(Pointing and labeling entries)
···

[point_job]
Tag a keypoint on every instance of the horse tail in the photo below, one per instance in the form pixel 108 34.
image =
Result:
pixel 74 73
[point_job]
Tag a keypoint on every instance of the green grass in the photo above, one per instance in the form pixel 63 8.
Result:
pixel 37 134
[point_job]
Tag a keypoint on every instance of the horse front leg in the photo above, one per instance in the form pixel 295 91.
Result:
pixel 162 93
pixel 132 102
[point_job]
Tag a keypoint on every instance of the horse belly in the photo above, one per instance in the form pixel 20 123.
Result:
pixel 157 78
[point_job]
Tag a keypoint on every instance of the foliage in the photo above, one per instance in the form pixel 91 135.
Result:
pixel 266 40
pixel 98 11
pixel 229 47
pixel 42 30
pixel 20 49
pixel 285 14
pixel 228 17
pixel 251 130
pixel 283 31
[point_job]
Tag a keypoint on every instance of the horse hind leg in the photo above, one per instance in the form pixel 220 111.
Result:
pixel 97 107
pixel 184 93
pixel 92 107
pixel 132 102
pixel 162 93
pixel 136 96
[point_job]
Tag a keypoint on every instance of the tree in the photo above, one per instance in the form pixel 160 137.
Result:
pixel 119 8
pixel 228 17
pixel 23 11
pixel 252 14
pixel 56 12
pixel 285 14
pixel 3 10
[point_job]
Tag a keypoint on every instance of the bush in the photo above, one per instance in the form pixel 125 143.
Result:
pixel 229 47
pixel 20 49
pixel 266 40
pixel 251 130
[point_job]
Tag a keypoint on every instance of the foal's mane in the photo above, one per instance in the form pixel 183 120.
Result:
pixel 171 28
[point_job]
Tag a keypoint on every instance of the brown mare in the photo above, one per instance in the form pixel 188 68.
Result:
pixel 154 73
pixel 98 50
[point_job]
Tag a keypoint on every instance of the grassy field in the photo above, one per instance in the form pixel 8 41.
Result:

···

> What the exercise asks: Copy the material above, line for line.

> Solution:
[point_job]
Tag a keypoint on every instance of the horse tail in the photo below, one per instance in the form pixel 108 34.
image =
Result:
pixel 74 73
[point_job]
Tag a keypoint on every instance of the green grass in the photo above, one per instance in the form pixel 63 8.
Result:
pixel 37 134
[point_job]
Tag a keypoint on every instance of the horse front leg in the photo above, one per instance in the form pixel 295 91.
Result:
pixel 162 93
pixel 132 102
[point_job]
Tag a keypoint on every instance of the horse belly in the photo above, one per instance in the form pixel 20 123.
Result:
pixel 157 78
[point_job]
Tag a keypoint on every instance of the foliage in the photo above, one per instance in the form pixel 91 135.
Result:
pixel 266 40
pixel 98 11
pixel 229 47
pixel 42 30
pixel 20 49
pixel 285 14
pixel 228 17
pixel 251 130
pixel 283 31
[point_job]
Tag a keypoint on every instance of the horse hind leg in the photo above, one per instance in the form pixel 220 111.
Result:
pixel 97 107
pixel 184 93
pixel 92 107
pixel 132 102
pixel 162 93
pixel 136 96
[point_job]
Tag a keypoint on every instance of the tree in the photo above, one per instance in the form pixel 160 137.
Result:
pixel 119 8
pixel 228 17
pixel 23 11
pixel 252 14
pixel 56 12
pixel 285 14
pixel 3 10
[point_job]
Tag a keypoint on every instance of the bush in the photo above, one per instance in the form pixel 125 143.
Result:
pixel 229 47
pixel 20 49
pixel 266 40
pixel 251 130
[point_job]
Tag a keypoint on every instance of the foal's mane in the photo above, one per instance in the form pixel 183 120.
Result:
pixel 171 28
[point_job]
Tag a keypoint on every instance of the brown mare in the photo above, one per instance in the form pixel 188 68.
Result:
pixel 154 73
pixel 98 50
[point_job]
Tag a keypoint on every instance of the grassy field in the photo above, one per instance in the form pixel 8 41.
Result:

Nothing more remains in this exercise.